**Brief A:** Please return, word for word, the part of the zooxanthellae article below that opens with the words containing "We’ve probably all" and closes with "a closer look.".
**Brief B:** Resume the article on zooxanthellae and coral coloration, shown below ahead of the rows, starting right after its last sentence.

What are zooxanthellae and what is their effect on coral coloration?

We’ve probably all been through the burden of visitors coming over, pointing at a coral (mostly looking past all your exclusive unique corals, picking out the xenia or kenya tree) and saying the words “What kind of plant is that?”. As our reefer heart starts to boil a bit while we’re trying to explain that our beloved corals are not plants but animals, our visitors are actually not completely off the truth as our corals do have a close relationship with zooxanthellae.

But what are zooxanthellae and what is their effect on coral coloration? Let’s take a closer look.

This article is a part of The Nano Reef Blueprint, if you’re interested to know more? Check it out, by clicking here.

zooxhanthellae

Photosynthesis is key

Zooxanthellae are, in short, photosynthetic algae, plant-like organisms that live in the tissue of corals (and other invertebrates). This symbiotic bond provides them with a safe environment and conditions necessary for photosynthesis. In return, the zooxanthellae provide the coral with much needed nutrients and food. If you ever wondered why your precious sps need good light conditions… 90% of organic material produced via photosynthesis (glucose, glycerol and amino acids) by the zooxanthellae are transferred to the coral tissue and this allows the coral to make fats, proteins, carbohydrates and calcium carbonate to boost growth and skeleton strengthening.

**Data:**
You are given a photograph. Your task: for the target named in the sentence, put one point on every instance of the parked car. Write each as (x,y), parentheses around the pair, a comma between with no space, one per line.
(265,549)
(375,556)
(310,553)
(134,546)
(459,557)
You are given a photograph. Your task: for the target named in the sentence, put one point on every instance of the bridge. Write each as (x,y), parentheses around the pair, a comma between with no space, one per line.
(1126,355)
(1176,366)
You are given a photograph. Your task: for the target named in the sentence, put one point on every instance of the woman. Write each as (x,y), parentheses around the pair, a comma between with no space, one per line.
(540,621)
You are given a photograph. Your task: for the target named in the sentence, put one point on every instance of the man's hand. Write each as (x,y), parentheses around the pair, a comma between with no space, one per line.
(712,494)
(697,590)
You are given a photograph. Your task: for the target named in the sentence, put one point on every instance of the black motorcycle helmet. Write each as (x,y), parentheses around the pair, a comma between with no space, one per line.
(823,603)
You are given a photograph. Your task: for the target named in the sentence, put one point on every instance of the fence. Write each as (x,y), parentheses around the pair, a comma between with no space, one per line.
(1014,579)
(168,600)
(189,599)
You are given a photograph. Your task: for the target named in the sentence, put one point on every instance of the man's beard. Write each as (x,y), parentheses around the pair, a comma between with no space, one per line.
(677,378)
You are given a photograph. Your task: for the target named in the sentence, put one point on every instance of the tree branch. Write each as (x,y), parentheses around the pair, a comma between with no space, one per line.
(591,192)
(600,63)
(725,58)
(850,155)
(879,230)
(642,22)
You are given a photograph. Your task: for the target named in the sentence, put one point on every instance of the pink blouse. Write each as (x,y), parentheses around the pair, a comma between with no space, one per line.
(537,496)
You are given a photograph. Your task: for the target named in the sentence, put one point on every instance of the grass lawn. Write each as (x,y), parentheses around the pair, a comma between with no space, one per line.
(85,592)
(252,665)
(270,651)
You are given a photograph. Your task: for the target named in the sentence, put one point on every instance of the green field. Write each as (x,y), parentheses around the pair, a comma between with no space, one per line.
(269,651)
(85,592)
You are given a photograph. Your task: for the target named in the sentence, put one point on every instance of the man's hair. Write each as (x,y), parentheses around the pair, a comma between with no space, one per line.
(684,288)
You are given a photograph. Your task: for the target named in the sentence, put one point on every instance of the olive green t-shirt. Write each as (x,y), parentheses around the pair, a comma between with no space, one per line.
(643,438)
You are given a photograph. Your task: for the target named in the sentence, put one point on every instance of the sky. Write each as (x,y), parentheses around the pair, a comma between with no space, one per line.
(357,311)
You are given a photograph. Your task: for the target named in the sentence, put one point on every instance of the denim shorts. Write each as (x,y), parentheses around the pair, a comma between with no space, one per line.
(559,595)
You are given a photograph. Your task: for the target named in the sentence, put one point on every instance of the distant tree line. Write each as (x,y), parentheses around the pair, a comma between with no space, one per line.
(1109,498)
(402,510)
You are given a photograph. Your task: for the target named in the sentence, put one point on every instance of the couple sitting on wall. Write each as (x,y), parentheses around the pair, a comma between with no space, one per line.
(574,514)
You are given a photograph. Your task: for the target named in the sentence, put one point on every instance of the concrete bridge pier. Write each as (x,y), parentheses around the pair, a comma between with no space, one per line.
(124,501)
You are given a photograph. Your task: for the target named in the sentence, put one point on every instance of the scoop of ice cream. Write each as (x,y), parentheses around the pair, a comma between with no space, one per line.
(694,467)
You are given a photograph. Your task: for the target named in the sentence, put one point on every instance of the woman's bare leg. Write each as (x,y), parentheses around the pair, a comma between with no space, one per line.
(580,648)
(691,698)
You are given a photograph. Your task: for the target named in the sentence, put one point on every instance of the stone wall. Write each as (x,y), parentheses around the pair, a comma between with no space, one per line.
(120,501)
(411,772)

**Expected output A:**
We’ve probably all been through the burden of visitors coming over, pointing at a coral (mostly looking past all your exclusive unique corals, picking out the xenia or kenya tree) and saying the words “What kind of plant is that?”. As our reefer heart starts to boil a bit while we’re trying to explain that our beloved corals are not plants but animals, our visitors are actually not completely off the truth as our corals do have a close relationship with zooxanthellae.

But what are zooxanthellae and what is their effect on coral coloration? Let’s take a closer look.

**Expected output B:**
Coloration and bleaching

Another result of this symbiotic bond, is the coloration effect the zooxanthellae have on the coral. If you provide your corals (and zooxanthellae) with clear nutrient-poor water, it will boost photosynthesis productiveness and therefore provide stronger, healthier corals showcasing their unique and beautiful colors. If your water is very nutrient-rich with high nitrate and phosphate levels, chances are this will stimulate zooxanthellae growth, resulting in a brown coloring of corals. The same goes for low light conditions, where the number of zooxanthellae will increase to be able to deliver enough nutrients to the coral, also resulting in a brown color.

Instead of beautiful colors or brownish colors, there is a third visual effect caused by zooxanthellae ’s behaviour. In moments of stress, it can happen that corals expel their zooxanthellae. This is what is currently happening in for example the Great Barrier Reef… global warming has caused a continuous stream of water too warm for a healthy coral environment, resulting in coral bleaching.